**Task requirements:** Copy the following lines exactly as they appear, from the first line through the last.

**Data to process:**
=== Section Start ===

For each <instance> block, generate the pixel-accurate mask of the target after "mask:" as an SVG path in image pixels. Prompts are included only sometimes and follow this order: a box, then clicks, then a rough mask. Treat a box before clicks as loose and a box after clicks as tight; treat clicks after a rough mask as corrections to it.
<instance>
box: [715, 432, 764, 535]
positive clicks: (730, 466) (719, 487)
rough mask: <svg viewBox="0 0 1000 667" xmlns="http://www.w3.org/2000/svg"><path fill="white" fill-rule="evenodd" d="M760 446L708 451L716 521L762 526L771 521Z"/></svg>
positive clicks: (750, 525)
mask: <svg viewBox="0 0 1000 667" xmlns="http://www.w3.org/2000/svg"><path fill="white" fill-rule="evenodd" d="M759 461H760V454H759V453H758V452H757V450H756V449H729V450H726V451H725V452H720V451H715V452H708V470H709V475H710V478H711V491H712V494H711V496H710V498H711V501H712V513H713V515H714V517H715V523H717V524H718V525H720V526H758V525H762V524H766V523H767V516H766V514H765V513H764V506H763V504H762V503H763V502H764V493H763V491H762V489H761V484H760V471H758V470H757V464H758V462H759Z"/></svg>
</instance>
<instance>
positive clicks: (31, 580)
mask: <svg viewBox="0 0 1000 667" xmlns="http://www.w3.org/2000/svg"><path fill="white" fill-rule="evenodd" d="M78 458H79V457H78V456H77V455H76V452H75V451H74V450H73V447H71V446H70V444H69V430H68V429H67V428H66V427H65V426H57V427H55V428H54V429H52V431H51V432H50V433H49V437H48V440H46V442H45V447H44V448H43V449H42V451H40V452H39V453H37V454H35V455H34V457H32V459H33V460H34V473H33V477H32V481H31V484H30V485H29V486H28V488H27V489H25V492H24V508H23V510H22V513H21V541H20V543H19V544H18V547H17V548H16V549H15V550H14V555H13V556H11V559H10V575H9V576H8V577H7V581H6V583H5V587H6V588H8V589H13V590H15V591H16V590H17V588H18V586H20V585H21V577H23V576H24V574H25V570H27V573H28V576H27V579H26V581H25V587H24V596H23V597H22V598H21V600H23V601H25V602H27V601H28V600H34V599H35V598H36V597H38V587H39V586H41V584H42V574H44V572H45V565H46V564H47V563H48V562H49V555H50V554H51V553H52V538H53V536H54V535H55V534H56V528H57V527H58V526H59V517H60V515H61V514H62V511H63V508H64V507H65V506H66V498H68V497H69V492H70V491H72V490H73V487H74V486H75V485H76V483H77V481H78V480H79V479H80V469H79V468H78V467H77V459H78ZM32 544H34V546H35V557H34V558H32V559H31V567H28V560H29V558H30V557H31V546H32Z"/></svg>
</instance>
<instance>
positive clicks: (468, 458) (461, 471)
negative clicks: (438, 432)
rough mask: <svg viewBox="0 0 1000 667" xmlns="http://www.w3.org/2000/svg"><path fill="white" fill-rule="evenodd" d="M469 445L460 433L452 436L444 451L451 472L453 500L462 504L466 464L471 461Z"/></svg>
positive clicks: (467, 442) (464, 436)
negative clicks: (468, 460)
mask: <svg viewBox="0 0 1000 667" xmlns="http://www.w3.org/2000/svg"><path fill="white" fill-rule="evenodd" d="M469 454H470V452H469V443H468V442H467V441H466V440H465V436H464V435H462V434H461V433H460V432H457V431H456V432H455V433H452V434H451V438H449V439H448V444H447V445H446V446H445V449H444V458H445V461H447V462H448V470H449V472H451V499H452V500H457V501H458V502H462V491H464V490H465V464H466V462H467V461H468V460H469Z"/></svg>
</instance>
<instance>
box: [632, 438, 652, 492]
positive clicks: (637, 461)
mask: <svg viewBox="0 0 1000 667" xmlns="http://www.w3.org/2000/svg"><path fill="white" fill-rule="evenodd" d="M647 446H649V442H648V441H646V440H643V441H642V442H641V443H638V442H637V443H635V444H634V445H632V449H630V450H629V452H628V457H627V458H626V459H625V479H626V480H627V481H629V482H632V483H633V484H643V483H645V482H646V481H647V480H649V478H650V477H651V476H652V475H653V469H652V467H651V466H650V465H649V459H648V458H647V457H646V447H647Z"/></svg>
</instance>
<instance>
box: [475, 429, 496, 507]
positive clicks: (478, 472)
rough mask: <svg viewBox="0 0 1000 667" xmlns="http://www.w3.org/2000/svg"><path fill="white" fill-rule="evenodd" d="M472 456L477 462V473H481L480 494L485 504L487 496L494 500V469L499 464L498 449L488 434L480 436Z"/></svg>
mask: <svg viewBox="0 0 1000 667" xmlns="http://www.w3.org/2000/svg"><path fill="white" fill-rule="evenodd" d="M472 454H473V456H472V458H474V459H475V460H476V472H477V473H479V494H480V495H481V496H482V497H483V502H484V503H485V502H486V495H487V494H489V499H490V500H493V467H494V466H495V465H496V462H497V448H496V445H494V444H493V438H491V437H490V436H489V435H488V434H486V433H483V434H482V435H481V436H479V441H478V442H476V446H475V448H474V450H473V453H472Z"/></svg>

=== Section End ===

**Solution for this problem:**
For each <instance> block, generate the pixel-accurate mask of the target after "mask:" as an SVG path in image pixels. Prompts are included only sometimes and follow this order: a box, then clicks, then a rough mask. Treat a box before clicks as loose and a box after clicks as tight; treat clicks after a rough mask as corrections to it.
<instance>
box: [715, 432, 764, 535]
positive clicks: (730, 466) (719, 487)
rough mask: <svg viewBox="0 0 1000 667" xmlns="http://www.w3.org/2000/svg"><path fill="white" fill-rule="evenodd" d="M760 446L708 451L716 521L762 526L771 521Z"/></svg>
positive clicks: (750, 525)
mask: <svg viewBox="0 0 1000 667" xmlns="http://www.w3.org/2000/svg"><path fill="white" fill-rule="evenodd" d="M759 461H760V454H759V453H758V452H757V450H756V449H729V450H726V451H725V452H720V451H715V452H708V470H709V475H710V478H711V491H712V494H711V496H710V498H711V501H712V513H713V515H714V517H715V523H717V524H718V525H720V526H758V525H762V524H766V523H767V516H766V514H765V513H764V506H763V504H762V503H763V502H764V493H763V491H762V489H761V484H760V471H758V470H757V464H758V462H759Z"/></svg>
</instance>
<instance>
positive clicks: (31, 580)
mask: <svg viewBox="0 0 1000 667" xmlns="http://www.w3.org/2000/svg"><path fill="white" fill-rule="evenodd" d="M78 458H79V457H78V456H77V455H76V452H75V451H74V450H73V447H71V446H70V444H69V430H68V429H67V428H66V427H65V426H57V427H55V428H54V429H52V431H51V432H50V433H49V437H48V440H46V442H45V447H44V448H43V449H42V451H40V452H39V453H37V454H35V455H34V457H32V459H33V460H34V473H33V477H32V481H31V484H30V485H29V486H28V488H27V489H25V492H24V508H23V510H22V513H21V541H20V543H19V544H18V547H17V548H16V549H15V550H14V555H13V556H11V559H10V575H9V576H8V577H7V581H6V583H5V587H6V588H8V589H13V590H15V591H16V590H17V588H18V586H20V585H21V577H23V576H24V574H25V570H27V573H28V576H27V579H26V581H25V587H24V596H23V597H22V598H21V600H23V601H25V602H27V601H28V600H34V599H35V598H36V597H38V587H39V586H41V584H42V574H44V572H45V565H46V564H47V563H48V562H49V555H50V554H51V553H52V538H53V536H54V535H55V534H56V528H57V527H58V526H59V517H60V515H61V514H62V511H63V508H64V507H65V506H66V498H68V497H69V492H70V491H72V490H73V487H74V486H75V485H76V483H77V481H78V480H79V479H80V469H79V468H78V467H77V459H78ZM32 544H34V546H35V557H34V558H32V559H31V567H28V560H29V558H30V557H31V546H32Z"/></svg>
</instance>
<instance>
positive clicks: (468, 458) (461, 471)
negative clicks: (438, 432)
rough mask: <svg viewBox="0 0 1000 667" xmlns="http://www.w3.org/2000/svg"><path fill="white" fill-rule="evenodd" d="M469 445L460 433L452 436L444 451L451 472L453 500L462 504L466 464L471 461Z"/></svg>
positive clicks: (467, 442) (464, 436)
negative clicks: (468, 460)
mask: <svg viewBox="0 0 1000 667" xmlns="http://www.w3.org/2000/svg"><path fill="white" fill-rule="evenodd" d="M469 454H470V452H469V443H468V442H467V441H466V440H465V436H464V435H462V434H461V433H460V432H457V431H456V432H455V433H452V434H451V438H449V439H448V444H447V445H446V446H445V449H444V458H445V461H447V462H448V470H449V472H451V499H452V500H457V501H458V502H462V491H464V490H465V464H466V462H467V461H468V460H469Z"/></svg>
</instance>
<instance>
box: [632, 438, 652, 492]
positive clicks: (637, 461)
mask: <svg viewBox="0 0 1000 667" xmlns="http://www.w3.org/2000/svg"><path fill="white" fill-rule="evenodd" d="M647 446H649V442H648V441H646V440H643V441H642V442H641V443H638V442H637V443H635V444H634V445H632V449H630V450H629V452H628V457H627V458H626V459H625V479H626V480H627V481H629V482H632V483H633V484H643V483H645V482H646V481H647V480H649V478H650V477H651V476H652V475H653V469H652V467H651V466H650V465H649V459H648V458H647V457H646V447H647Z"/></svg>
</instance>
<instance>
box: [475, 429, 496, 507]
positive clicks: (478, 472)
rough mask: <svg viewBox="0 0 1000 667" xmlns="http://www.w3.org/2000/svg"><path fill="white" fill-rule="evenodd" d="M472 456L477 462V473H481L480 494L485 504L487 496L494 500V469L499 464L498 449L488 434L480 436Z"/></svg>
mask: <svg viewBox="0 0 1000 667" xmlns="http://www.w3.org/2000/svg"><path fill="white" fill-rule="evenodd" d="M472 454H473V456H472V458H474V459H475V460H476V472H477V473H479V494H480V495H481V496H482V497H483V502H484V503H485V502H486V495H487V494H489V499H490V500H493V467H494V466H495V465H496V462H497V448H496V445H494V444H493V438H491V437H490V436H489V435H488V434H486V433H483V434H482V435H481V436H479V441H478V442H476V446H475V448H474V450H473V453H472Z"/></svg>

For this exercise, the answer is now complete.